> EXERCISE REQUIREMENTS
Each entry below should be written out exactly as it is, with no pictures.

> TASK DATA

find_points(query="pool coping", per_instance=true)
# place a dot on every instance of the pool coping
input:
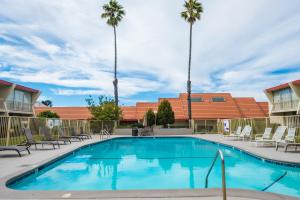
(8, 193)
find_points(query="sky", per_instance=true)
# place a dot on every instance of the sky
(65, 49)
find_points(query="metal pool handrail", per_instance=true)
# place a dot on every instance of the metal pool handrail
(219, 153)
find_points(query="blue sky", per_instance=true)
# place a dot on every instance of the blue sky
(65, 49)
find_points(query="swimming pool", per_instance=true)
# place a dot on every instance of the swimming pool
(159, 163)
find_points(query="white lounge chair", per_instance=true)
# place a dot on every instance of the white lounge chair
(246, 133)
(265, 136)
(278, 135)
(289, 140)
(234, 134)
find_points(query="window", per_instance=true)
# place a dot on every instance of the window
(218, 99)
(20, 96)
(196, 99)
(284, 95)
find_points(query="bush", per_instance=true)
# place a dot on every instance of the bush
(165, 114)
(48, 114)
(150, 117)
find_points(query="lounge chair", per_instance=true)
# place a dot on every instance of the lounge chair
(82, 133)
(246, 133)
(82, 136)
(234, 134)
(265, 136)
(31, 141)
(278, 135)
(288, 141)
(17, 148)
(62, 135)
(47, 136)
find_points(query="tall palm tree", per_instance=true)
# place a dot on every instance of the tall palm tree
(192, 13)
(114, 13)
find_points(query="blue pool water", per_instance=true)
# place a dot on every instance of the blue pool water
(159, 163)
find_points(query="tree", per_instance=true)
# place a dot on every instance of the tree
(114, 14)
(150, 117)
(192, 13)
(105, 110)
(48, 114)
(165, 114)
(47, 103)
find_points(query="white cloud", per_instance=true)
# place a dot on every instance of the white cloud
(235, 46)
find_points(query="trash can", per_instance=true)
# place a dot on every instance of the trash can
(135, 131)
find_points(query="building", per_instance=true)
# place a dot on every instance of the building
(17, 100)
(207, 108)
(284, 99)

> EXERCISE ANSWER
find_points(query="pool coping", per_instance=true)
# place a dot on every instance of the pool coping
input:
(8, 193)
find_points(query="sky", per_instance=true)
# place a dot on every instance of the sky
(65, 49)
find_points(query="metal pool handrail", per_instance=true)
# place a dot on every instance of the metal pool handrail
(219, 153)
find_points(query="blue sky", per_instance=true)
# place a dot on every instance of the blue sky
(65, 49)
find_points(query="swimming pool", per_instance=true)
# place a dot on every instance of the swimming pool
(159, 163)
find_points(query="white lounge chair", per_instance=true)
# place a dot on every instance of the white lounge chair
(246, 133)
(265, 136)
(278, 135)
(289, 140)
(234, 134)
find_points(query="window", per_instance=true)
# place a dot on every instance of the window
(218, 99)
(20, 96)
(196, 99)
(284, 95)
find_points(query="bush", per_instance=true)
# place a dot on every instance of the bush
(165, 114)
(48, 114)
(150, 117)
find_points(query="lounge chair", per_instance=true)
# place a dot on every instance of the lounge chair
(82, 133)
(246, 133)
(82, 136)
(234, 134)
(265, 136)
(31, 141)
(278, 135)
(288, 141)
(17, 148)
(62, 135)
(47, 136)
find_points(query="tall palm tree", per_instance=true)
# place a dot on every instance of the tall palm tree
(192, 13)
(114, 13)
find_points(query="blue pool water", per_instance=true)
# place a dot on every instance of the blue pool water
(159, 163)
find_points(query="tree", per_instance=true)
# place a dot on every instance of the tree
(114, 14)
(150, 117)
(192, 13)
(105, 110)
(48, 114)
(165, 114)
(47, 103)
find_points(query="white cloud", per_instance=true)
# place a dot on every instance of the white cloud
(235, 46)
find_points(query="trash can", per_instance=true)
# place a dot on every instance of the trash can
(135, 131)
find_points(query="building", per_instance=true)
# place a dot on every instance of the building
(17, 100)
(207, 108)
(284, 99)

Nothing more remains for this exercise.